Locate the line that contains "TARGET: white box". Copy it and every following line through the end of the records, exactly, and include nothing else.

(A run of records)

▶

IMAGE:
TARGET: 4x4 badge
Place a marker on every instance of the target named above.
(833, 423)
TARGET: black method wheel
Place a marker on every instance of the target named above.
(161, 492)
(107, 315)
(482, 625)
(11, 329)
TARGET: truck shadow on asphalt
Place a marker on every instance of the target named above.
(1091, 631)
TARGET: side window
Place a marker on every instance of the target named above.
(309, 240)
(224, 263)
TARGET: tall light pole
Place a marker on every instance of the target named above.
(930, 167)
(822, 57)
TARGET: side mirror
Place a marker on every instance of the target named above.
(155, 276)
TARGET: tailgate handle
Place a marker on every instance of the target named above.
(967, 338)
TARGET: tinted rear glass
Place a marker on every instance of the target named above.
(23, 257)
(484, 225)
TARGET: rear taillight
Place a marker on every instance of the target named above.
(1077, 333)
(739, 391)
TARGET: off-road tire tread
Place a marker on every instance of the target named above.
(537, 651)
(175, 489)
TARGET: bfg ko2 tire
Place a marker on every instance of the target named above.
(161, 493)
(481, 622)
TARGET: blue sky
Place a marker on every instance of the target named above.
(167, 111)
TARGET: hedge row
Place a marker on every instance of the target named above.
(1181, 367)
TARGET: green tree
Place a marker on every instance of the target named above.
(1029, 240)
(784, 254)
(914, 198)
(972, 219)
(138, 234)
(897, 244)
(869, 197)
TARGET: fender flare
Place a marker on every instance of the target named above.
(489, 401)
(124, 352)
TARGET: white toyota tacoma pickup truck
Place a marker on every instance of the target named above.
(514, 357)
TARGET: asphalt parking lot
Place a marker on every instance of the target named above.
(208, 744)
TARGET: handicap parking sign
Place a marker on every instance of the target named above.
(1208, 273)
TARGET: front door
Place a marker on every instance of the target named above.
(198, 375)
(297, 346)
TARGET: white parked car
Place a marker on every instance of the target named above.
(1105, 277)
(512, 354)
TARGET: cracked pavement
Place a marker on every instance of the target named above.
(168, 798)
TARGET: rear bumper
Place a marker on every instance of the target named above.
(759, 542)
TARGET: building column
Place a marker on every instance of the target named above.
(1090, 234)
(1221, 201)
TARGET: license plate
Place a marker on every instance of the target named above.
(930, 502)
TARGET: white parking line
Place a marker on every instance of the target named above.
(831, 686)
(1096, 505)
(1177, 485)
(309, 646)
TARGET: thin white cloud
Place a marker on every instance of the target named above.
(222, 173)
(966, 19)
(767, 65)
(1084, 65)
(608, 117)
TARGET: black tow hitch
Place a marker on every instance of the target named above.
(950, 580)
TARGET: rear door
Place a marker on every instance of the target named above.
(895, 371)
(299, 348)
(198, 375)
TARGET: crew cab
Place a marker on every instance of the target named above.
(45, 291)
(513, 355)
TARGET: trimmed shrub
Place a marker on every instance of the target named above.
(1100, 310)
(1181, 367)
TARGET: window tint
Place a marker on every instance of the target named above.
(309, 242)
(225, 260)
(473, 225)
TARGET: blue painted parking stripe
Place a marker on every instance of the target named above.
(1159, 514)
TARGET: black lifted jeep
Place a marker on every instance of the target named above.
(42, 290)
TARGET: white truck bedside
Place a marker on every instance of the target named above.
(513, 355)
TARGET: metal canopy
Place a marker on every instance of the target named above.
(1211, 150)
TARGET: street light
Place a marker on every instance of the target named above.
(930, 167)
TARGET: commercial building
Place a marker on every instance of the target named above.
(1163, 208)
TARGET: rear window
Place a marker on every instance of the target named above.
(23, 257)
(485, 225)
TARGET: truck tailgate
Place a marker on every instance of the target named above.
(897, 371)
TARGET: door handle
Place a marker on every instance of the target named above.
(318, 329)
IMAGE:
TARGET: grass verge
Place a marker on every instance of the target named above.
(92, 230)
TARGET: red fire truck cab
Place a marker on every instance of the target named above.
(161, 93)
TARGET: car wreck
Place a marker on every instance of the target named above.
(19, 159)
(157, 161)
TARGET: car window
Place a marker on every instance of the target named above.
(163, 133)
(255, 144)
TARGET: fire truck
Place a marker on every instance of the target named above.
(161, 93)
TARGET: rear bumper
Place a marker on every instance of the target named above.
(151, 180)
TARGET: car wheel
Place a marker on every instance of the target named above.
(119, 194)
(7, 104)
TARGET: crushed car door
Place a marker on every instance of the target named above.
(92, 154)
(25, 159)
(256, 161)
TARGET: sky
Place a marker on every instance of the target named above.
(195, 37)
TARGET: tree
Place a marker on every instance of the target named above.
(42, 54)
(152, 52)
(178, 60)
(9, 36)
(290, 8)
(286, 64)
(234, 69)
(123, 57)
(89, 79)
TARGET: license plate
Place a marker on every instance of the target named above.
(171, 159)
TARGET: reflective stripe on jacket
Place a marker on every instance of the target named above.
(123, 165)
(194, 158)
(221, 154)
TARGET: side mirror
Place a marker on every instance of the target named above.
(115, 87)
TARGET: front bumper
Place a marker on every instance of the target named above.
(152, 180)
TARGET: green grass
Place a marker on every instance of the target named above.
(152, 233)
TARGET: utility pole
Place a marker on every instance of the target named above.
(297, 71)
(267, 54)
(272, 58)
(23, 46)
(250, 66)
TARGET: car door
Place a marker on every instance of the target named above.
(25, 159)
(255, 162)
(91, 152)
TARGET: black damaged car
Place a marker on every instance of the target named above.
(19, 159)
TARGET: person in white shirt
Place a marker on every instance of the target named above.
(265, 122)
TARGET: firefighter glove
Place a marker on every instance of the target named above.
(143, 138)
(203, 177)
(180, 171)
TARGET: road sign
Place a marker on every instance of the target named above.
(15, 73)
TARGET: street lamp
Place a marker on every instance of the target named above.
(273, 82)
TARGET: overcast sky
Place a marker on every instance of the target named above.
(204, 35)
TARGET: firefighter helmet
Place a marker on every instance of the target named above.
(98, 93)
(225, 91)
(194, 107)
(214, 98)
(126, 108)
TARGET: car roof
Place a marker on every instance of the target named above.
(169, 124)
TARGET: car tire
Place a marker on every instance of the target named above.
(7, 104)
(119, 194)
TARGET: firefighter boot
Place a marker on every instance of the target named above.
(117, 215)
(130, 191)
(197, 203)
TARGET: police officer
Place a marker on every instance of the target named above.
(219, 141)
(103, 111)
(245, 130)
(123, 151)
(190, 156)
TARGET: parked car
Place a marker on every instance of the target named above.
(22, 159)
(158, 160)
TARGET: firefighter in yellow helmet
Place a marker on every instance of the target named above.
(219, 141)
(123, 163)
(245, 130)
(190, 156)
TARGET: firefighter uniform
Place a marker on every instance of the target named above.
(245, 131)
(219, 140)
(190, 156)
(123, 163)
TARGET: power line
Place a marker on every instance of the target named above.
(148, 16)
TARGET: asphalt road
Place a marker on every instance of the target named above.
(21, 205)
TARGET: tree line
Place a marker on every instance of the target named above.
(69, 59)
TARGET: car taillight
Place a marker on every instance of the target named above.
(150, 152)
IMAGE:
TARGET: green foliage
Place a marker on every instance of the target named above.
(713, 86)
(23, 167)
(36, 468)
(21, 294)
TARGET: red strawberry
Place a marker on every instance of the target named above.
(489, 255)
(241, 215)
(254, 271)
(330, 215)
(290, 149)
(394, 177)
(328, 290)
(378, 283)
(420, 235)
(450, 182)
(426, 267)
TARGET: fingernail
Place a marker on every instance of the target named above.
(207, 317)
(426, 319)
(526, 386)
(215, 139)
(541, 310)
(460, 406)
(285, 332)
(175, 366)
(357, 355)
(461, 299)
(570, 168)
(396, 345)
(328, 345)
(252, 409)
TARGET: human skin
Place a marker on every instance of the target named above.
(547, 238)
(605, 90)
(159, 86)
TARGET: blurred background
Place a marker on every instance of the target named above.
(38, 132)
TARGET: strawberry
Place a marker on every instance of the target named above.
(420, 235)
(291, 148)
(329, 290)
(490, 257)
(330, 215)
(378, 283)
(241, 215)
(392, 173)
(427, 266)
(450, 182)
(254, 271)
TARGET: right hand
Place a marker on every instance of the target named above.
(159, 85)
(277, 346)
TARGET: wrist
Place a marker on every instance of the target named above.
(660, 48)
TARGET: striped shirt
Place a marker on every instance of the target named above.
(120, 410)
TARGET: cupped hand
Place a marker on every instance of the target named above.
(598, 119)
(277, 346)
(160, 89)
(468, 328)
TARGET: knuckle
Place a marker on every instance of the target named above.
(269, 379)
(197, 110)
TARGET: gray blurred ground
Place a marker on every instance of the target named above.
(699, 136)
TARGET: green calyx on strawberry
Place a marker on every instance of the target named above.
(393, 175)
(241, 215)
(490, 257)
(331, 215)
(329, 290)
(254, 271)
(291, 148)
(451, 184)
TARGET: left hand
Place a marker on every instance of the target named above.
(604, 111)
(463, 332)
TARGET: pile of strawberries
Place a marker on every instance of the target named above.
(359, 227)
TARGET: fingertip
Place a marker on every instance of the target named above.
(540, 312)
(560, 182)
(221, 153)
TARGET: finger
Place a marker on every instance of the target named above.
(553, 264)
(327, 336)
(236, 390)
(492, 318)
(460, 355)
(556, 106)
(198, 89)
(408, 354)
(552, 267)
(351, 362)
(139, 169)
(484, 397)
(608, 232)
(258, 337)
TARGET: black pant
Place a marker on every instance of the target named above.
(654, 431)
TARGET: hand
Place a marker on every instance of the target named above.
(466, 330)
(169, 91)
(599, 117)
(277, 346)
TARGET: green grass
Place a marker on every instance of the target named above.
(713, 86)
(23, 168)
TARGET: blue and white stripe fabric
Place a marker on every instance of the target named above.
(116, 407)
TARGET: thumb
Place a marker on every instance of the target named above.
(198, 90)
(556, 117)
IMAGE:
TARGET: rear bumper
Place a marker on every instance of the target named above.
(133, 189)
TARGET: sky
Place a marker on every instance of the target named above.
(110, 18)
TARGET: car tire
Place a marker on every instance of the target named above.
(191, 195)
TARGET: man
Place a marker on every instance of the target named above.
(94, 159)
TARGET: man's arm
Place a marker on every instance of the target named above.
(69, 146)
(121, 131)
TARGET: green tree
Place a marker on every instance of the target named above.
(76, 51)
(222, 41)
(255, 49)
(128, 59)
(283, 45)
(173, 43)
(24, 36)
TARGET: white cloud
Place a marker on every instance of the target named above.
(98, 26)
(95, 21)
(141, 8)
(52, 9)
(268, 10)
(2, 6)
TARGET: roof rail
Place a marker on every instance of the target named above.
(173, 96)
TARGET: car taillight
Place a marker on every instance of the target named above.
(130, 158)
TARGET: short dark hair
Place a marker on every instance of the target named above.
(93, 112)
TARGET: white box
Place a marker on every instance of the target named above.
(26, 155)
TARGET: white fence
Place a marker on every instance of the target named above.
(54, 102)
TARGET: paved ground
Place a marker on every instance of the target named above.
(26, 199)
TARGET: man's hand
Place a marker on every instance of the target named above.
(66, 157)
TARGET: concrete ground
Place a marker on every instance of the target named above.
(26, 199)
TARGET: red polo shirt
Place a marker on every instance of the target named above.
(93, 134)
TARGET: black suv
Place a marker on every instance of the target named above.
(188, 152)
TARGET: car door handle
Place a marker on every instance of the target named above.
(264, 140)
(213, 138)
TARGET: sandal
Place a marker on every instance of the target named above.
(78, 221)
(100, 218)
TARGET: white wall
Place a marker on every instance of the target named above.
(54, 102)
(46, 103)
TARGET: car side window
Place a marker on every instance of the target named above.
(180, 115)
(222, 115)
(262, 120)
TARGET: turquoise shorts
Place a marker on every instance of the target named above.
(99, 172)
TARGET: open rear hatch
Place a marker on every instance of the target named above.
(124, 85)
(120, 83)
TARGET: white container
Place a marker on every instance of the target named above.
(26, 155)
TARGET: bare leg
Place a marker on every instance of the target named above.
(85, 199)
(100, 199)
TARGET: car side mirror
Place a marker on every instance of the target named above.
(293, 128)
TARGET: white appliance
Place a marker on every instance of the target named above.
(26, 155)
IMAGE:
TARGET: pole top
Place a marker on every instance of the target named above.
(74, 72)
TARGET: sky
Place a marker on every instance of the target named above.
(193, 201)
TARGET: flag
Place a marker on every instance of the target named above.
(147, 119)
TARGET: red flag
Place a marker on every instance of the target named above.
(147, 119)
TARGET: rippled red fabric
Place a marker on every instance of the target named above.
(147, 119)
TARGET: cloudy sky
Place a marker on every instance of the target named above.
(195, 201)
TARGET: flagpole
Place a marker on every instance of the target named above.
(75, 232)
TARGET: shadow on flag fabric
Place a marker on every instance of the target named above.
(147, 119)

◀

▶ _Reply to the task_:
TARGET: white box
Place a marker on every instance of the target named above.
(26, 155)
TARGET: white fence
Place a marker on every instance of the target named above.
(54, 102)
TARGET: paved ground
Place a marker on every instance of the target named above.
(26, 199)
TARGET: man's hand
Place a marker on every instance of the target named above.
(66, 157)
TARGET: concrete ground
Place a marker on every instance of the target named above.
(26, 199)
TARGET: red polo shirt
Place a marker on every instance of the target named above.
(93, 134)
TARGET: black suv
Place a marker on every instance of the target named above.
(188, 152)
TARGET: car door handle
Place a marker on every instance of the target named above.
(264, 140)
(213, 138)
TARGET: sandal
Place a marker on every instance of the target named above.
(78, 221)
(100, 218)
TARGET: white wall
Place a marker on every instance of the target named above.
(54, 102)
(46, 103)
TARGET: car side window
Place a marker on every instance of the target named above.
(180, 115)
(222, 115)
(262, 120)
TARGET: turquoise shorts
Place a marker on every instance of the target named above.
(99, 172)
TARGET: open rear hatch
Place a marker on every instance of the target named above.
(124, 85)
(120, 83)
TARGET: white container
Place a marker on every instance of the target named above.
(26, 155)
TARGET: bare leg
Place a marker on every instance of the target named above.
(85, 199)
(100, 199)
TARGET: car side mirror
Place a marker on every instance of the target named above.
(293, 128)
TARGET: white appliance
Place a marker on every instance of the target named above.
(26, 155)
IMAGE:
TARGET: pole top
Place a marker on every instance of the target named above.
(74, 72)
TARGET: sky
Place a marker on every instance of the target named above.
(193, 201)
TARGET: flag
Place a marker on every instance of the target named above.
(147, 119)
TARGET: red flag
Place a marker on every instance of the target named above.
(147, 119)
TARGET: rippled red fabric
Place a marker on every instance of the target named above.
(147, 119)
TARGET: cloudy sky
Place a marker on every instance of the target named above.
(195, 201)
TARGET: flagpole
Place a marker on every instance of the target named above.
(75, 232)
TARGET: shadow on flag fabric
Place a marker on every instance of the target named above.
(147, 119)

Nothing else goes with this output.